▶ _Raw data_
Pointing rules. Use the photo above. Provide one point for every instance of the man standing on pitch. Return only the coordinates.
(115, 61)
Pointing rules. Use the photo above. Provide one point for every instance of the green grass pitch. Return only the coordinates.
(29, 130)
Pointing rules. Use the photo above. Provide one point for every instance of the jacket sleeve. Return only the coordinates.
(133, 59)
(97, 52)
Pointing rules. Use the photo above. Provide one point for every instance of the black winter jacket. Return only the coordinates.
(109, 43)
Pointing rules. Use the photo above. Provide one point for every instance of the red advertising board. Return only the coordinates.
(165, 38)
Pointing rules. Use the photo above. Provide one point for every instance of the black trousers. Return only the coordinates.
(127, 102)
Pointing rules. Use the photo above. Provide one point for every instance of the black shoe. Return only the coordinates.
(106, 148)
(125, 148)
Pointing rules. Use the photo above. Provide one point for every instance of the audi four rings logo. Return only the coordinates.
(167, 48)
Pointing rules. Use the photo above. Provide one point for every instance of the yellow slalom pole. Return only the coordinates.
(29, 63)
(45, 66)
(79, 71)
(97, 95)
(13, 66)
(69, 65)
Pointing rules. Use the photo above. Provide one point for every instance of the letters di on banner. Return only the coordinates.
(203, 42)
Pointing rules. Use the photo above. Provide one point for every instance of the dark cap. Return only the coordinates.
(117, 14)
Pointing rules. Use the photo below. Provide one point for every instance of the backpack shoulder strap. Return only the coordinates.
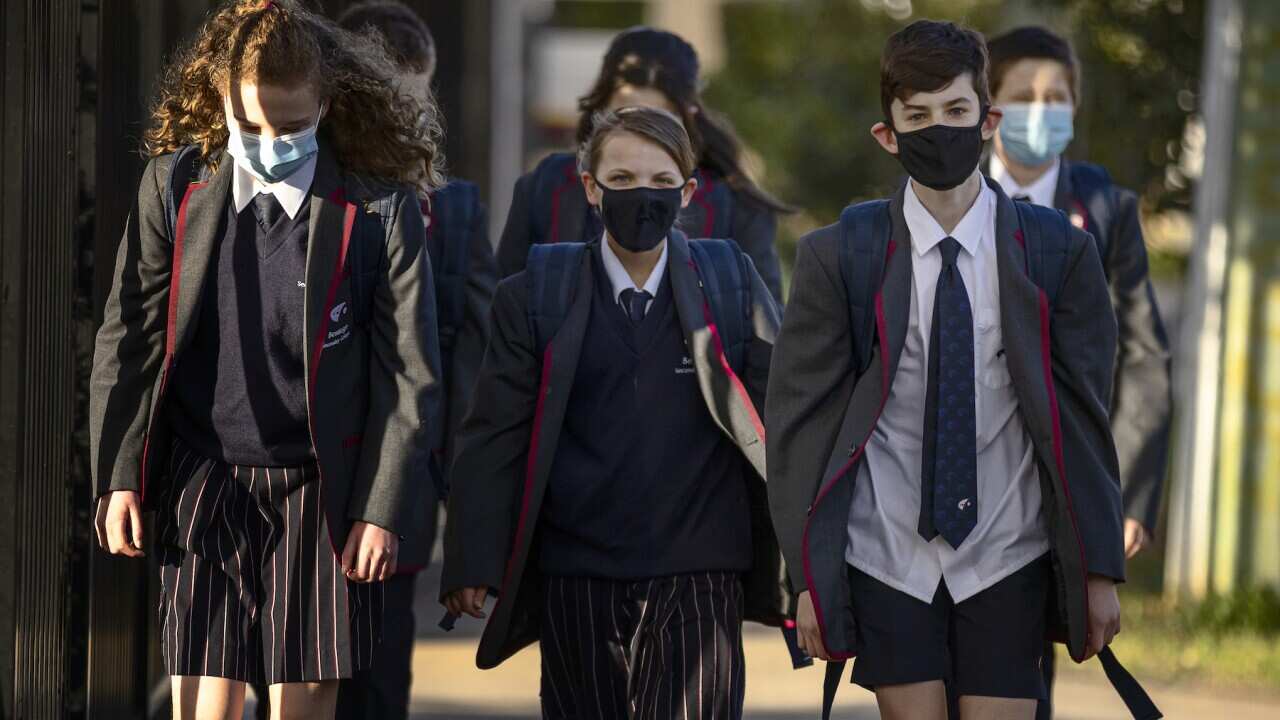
(1093, 191)
(864, 235)
(183, 169)
(1046, 233)
(552, 276)
(452, 212)
(726, 283)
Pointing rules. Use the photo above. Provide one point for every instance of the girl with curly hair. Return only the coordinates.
(266, 373)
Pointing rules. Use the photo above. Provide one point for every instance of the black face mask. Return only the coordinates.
(941, 156)
(639, 218)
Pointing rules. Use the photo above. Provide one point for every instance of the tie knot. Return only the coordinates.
(268, 209)
(635, 301)
(950, 250)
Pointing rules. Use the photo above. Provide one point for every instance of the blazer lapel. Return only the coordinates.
(895, 295)
(1020, 323)
(200, 219)
(327, 238)
(562, 354)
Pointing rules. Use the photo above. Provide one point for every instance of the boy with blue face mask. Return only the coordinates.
(1034, 80)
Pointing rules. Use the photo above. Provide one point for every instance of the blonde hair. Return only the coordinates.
(374, 130)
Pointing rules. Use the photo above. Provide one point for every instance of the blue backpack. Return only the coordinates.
(865, 231)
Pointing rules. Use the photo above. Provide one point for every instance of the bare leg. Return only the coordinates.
(977, 707)
(197, 697)
(304, 701)
(913, 701)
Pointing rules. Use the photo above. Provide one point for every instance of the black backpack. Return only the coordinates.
(865, 231)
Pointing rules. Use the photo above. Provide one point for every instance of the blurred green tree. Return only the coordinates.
(801, 85)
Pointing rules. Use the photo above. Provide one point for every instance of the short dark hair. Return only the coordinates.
(659, 127)
(405, 32)
(928, 55)
(1032, 42)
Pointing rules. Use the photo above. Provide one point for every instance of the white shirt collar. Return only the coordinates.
(926, 231)
(621, 279)
(1041, 190)
(291, 191)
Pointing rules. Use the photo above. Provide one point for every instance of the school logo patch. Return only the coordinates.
(336, 314)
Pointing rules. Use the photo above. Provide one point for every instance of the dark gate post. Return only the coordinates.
(39, 203)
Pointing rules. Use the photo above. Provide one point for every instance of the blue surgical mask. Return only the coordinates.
(272, 160)
(1034, 133)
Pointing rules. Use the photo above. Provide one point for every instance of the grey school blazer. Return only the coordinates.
(1142, 397)
(821, 413)
(507, 442)
(369, 384)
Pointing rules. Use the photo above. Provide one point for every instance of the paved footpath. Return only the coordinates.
(449, 687)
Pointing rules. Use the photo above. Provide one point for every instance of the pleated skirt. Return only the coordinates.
(251, 586)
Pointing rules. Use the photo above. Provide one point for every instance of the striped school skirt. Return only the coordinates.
(250, 584)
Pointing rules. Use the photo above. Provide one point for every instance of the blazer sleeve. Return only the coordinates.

▶ _Short exercise_
Copy out every one of the records above word for word, leaving out the pictures.

▶ _Written answer_
Pointing rules. Use the photo above. Provide one point for every instance of the man standing on pitch. Return only the coordinates.
(115, 61)
Pointing rules. Use the photo above. Provide one point for every instance of the green grass pitch. Return only the coordinates.
(29, 130)
Pointing rules. Use the photo above. Provide one point for every instance of the jacket sleeve. Return only the coordinates.
(133, 59)
(97, 52)
Pointing rules. Use the photo above. Provide one point for every instance of the black winter jacket. Return only the coordinates.
(109, 43)
Pointing rules. Use the photo above. Provide one point for every instance of the red advertising board. Return only the coordinates.
(165, 38)
Pointing rules. Use the photo above. Provide one point for every instance of the black trousers. Return only the coordinates.
(127, 102)
Pointing rules. Use the photo above. Provide one point for every instance of the black shoe. Return only the coordinates.
(106, 148)
(125, 148)
Pointing rules. Use the photo above. Provide one point for every instance of the audi four rings logo. Return only the coordinates.
(167, 48)
Pointing rules. Use the photo above. Provide one point for every instance of the yellow slalom pole. Return only the coordinates.
(29, 63)
(45, 66)
(79, 71)
(97, 95)
(13, 66)
(69, 65)
Pointing rules. Use the photo above. Provide one point for every instance of the letters di on banner. Return only the coordinates.
(203, 42)
Pointing rules. Use the photo above. Provide one point for every instance of the dark cap. Return only the coordinates.
(117, 14)
Pointing rules. Use the photo below. Provide one point for every instance of the backpack shoulder strap. Return only the coordinates.
(1093, 191)
(864, 235)
(183, 169)
(1046, 233)
(552, 276)
(452, 212)
(726, 283)
Pointing rules. Use the photo above. Provide one point for every instance of the girl with curly hair. Return only the coordinates.
(266, 373)
Pointing rules. Use the photo above. Provide one point for every instance of the black face mask. Return only the coordinates.
(941, 156)
(639, 218)
Pointing rules. Use the photo above. Provide one point for every instance of the tie knot. Return only the coordinates.
(268, 209)
(635, 301)
(950, 250)
Pointing rules. Use the photo above. Provide one point for every instance of the blazer lapel. Return only the coordinates.
(895, 295)
(1020, 323)
(200, 219)
(327, 238)
(562, 354)
Pointing rules. Use the photo above. Provide one point for every instance of the boy with blue face mask. Return only the coordinates.
(1034, 80)
Pointing rules. Use the photo above. Provide one point for every instance of the blonde hair. Return only the coordinates.
(374, 130)
Pointing rules. Use the photo above. Provide one point for every instance of the blue backpack. Return only the coordinates.
(865, 231)
Pointing rules. Use the photo above. Provide one point for every instance of the bare leg. Return only the coordinates.
(977, 707)
(197, 697)
(304, 701)
(913, 701)
Pointing rules. Use the photo above. Provide one point for every instance of the black backpack. Return only the coordinates.
(865, 231)
Pointing rules. Use the photo above. Provide one point for every instance of the blurred green tree. Return only the coordinates.
(801, 85)
Pointing rules. Use the photo above. Provide one point for every instance of the short dark hair. Return only the coordinates.
(659, 127)
(405, 32)
(928, 55)
(1032, 42)
Pointing rules. Use the photo above. Provide one point for every instance of the white shirt collar. Return only the coordinates.
(926, 231)
(621, 279)
(1041, 190)
(291, 191)
Pointing rules. Use the photo above. Provide one point for every instance of the school logo patch. Return only the coordinates.
(336, 314)
Pointing rules. Use the photo above. Provide one point for every instance of the dark gate post. Return only the coordinates.
(39, 203)
Pointing rules. Use the photo above. Provide one point for every instance of the blue surgical mask. Return only the coordinates.
(272, 160)
(1034, 133)
Pointing rules. Use the photo above. Provide one point for every instance of the grey school blazer. Return only the coordinates.
(1142, 397)
(821, 413)
(507, 442)
(369, 384)
Pointing rules. Use the photo above. Provide one point for every instance of the paved footpath. Return only the coordinates.
(449, 687)
Pointing rules. Use the photo above. Provide one point for every instance of the pleated skirt. Return only the coordinates.
(251, 586)
Pointing rules. Use the photo above. Provide one point for every instance of the striped school skirt. Return only the coordinates.
(250, 584)
Pointing rules. Use the photo above. Provide one point for every instance of the blazer sleeve. Return only the coordinates.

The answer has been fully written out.